WORK REQUIRED:
Rewrite the entire listing below with every instance of "singlet" changed to "tank top" and all other text kept the same. Omit the pictures from your answer.

Coordinate labeling data:
========
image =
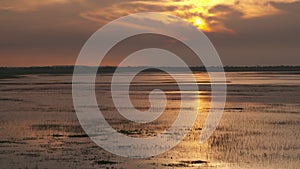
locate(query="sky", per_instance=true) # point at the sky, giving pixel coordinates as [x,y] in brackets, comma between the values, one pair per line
[245,33]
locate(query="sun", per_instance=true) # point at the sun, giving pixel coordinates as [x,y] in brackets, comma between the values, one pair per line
[199,23]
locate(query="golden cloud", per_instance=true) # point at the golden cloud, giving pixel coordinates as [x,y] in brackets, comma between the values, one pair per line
[207,15]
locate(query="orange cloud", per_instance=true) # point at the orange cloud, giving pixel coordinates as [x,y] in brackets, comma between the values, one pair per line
[197,12]
[207,15]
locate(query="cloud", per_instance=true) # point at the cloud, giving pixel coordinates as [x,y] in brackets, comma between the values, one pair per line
[206,15]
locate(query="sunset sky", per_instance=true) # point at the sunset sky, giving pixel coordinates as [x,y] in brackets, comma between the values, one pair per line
[52,32]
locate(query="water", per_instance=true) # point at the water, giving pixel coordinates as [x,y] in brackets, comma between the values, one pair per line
[259,127]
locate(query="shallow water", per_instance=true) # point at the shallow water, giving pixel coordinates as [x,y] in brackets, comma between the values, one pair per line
[259,128]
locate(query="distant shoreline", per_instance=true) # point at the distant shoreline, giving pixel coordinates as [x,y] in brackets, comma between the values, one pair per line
[15,72]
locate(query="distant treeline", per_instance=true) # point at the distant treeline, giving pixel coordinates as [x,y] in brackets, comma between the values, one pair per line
[11,72]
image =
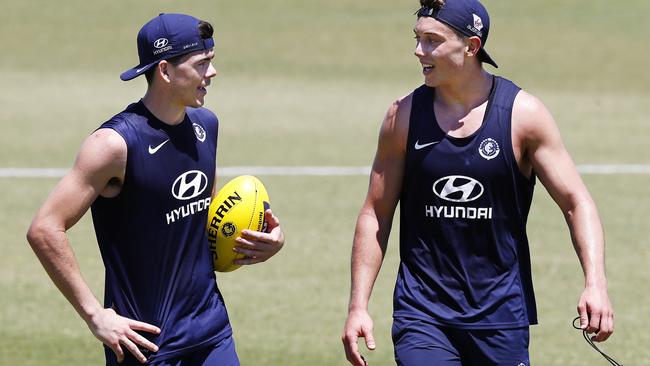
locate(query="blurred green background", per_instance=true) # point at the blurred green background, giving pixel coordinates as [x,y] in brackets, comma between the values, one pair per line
[306,83]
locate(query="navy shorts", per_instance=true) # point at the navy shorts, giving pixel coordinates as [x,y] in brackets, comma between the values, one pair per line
[418,343]
[220,354]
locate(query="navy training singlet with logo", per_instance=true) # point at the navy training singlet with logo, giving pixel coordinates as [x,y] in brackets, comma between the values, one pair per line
[152,235]
[465,261]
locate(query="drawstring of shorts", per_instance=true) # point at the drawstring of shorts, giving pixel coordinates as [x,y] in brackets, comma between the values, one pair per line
[593,345]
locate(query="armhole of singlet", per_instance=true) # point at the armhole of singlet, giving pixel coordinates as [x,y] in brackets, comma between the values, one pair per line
[510,150]
[115,126]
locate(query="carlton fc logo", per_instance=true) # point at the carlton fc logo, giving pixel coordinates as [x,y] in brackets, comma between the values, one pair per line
[189,185]
[199,132]
[489,149]
[458,188]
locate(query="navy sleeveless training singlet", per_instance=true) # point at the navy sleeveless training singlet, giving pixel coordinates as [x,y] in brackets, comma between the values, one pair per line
[465,260]
[152,235]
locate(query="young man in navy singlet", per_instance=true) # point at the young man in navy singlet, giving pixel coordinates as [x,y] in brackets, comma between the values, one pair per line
[148,176]
[461,155]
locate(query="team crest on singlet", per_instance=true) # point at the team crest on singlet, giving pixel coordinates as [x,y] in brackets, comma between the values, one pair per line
[489,149]
[199,132]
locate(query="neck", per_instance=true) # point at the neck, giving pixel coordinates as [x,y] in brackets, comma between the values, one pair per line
[466,92]
[163,107]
========
RESPONSE FOR THIS EXERCISE:
image =
locate(query="sky", per_instance=true) # point at the sky, giving pixel coordinates as [x,y] in brackets, comma between the values, one pair per line
[245,33]
locate(query="sun", per_instance=true) # point at the sun, giving pixel coordinates as [x,y] in brackets, comma between the values, one pair per line
[199,23]
locate(query="golden cloud", per_instance=true) # point at the golden cloud, giving pixel coordinates as [x,y] in brackets, comma between the values, one pair per line
[207,15]
locate(query="orange cloud", per_instance=true) # point at the orange cloud, giving pixel coordinates as [x,y] in brackets, comma between the values, one pair per line
[197,12]
[207,15]
locate(query="cloud", per_instance=true) # point at the cloud, giving pixel coordinates as [x,y] in brackets, comma between the values, one pair per line
[206,15]
locate(query="sunset sky", per_instance=true) # point at the sunset sky, giving pixel coordinates as [x,y] in brackets, comma between the values, one pair per line
[52,32]
locate(query="water", per_instance=true) # point at the water, giving pixel coordinates as [x,y] in brackets, comma between the values, one pair per line
[259,127]
locate(query="shallow water", per_instance=true) # point at the shallow water, giving pixel coordinates as [x,y] in brackets, comma between the values, one pair per line
[259,128]
locate(query="distant shoreline", per_instance=true) # point at the distant shoreline, giving pixel coordinates as [x,y] in brackets, comma between the values, one pair per line
[15,72]
locate(query="distant treeline", per_instance=true) # point at the distant treeline, giving pixel coordinates as [x,y] in brackets, comma between the values, one pair per line
[11,72]
image =
locate(query="blurred green background", per_instance=true) # point at the blurred green background, giving pixel coordinates as [x,y] in brackets, comma between the values, one pair per line
[306,83]
locate(query="navy shorts", per_instance=true) # point at the navy shorts, giving pixel coordinates as [x,y] in brackets, comma between the values, one pair per line
[418,343]
[220,354]
locate(query="navy training tank top with logo", per_instance=true) # point at the navy training tank top with logo, giving pixel coordinates as [x,y] in brackets, comma between the values, one pair per line
[152,235]
[465,261]
locate(query="drawstring of shorts", per_instance=true) # point at the drawstring of shorts, giving pixel coordinates as [x,y] in brackets, comma between the values, one pair per line
[593,345]
locate(query="armhole of tank top", per_instance=true) # point at the armhole of tank top, giving pixel coordinates as [x,y] in brackets, comma between the values, one pair per line
[510,150]
[115,126]
locate(query="carlton fc logo", per_instance=true) # point at the carlton fc logo, giving pixel coordinates as [x,y] in brackets, comma between the values, one pair per line
[189,185]
[199,132]
[489,149]
[458,188]
locate(query="navy sleeveless training tank top", per_instance=true) # point at the navy sleeveless training tank top, giving pixel coordinates as [x,y] in brackets, comma between the values, one pair per line
[465,260]
[152,235]
locate(query="young man in navy tank top", per_instance=true) # point at the young man in navy tank top, giving pixel coordinates as [x,y] in brackets, comma between the values, one pair per line
[148,176]
[461,155]
locate(query="team crest on tank top", per_instance=true) # point at the team crest on tank top, giving pixel coordinates as [x,y] in brackets, comma between the values, one pair per line
[489,149]
[199,132]
locate(query="neck", per_instance=true) # point at the neck, giving pixel coordinates as [x,y] in brackets, comma between the values, one pair per line
[466,92]
[163,107]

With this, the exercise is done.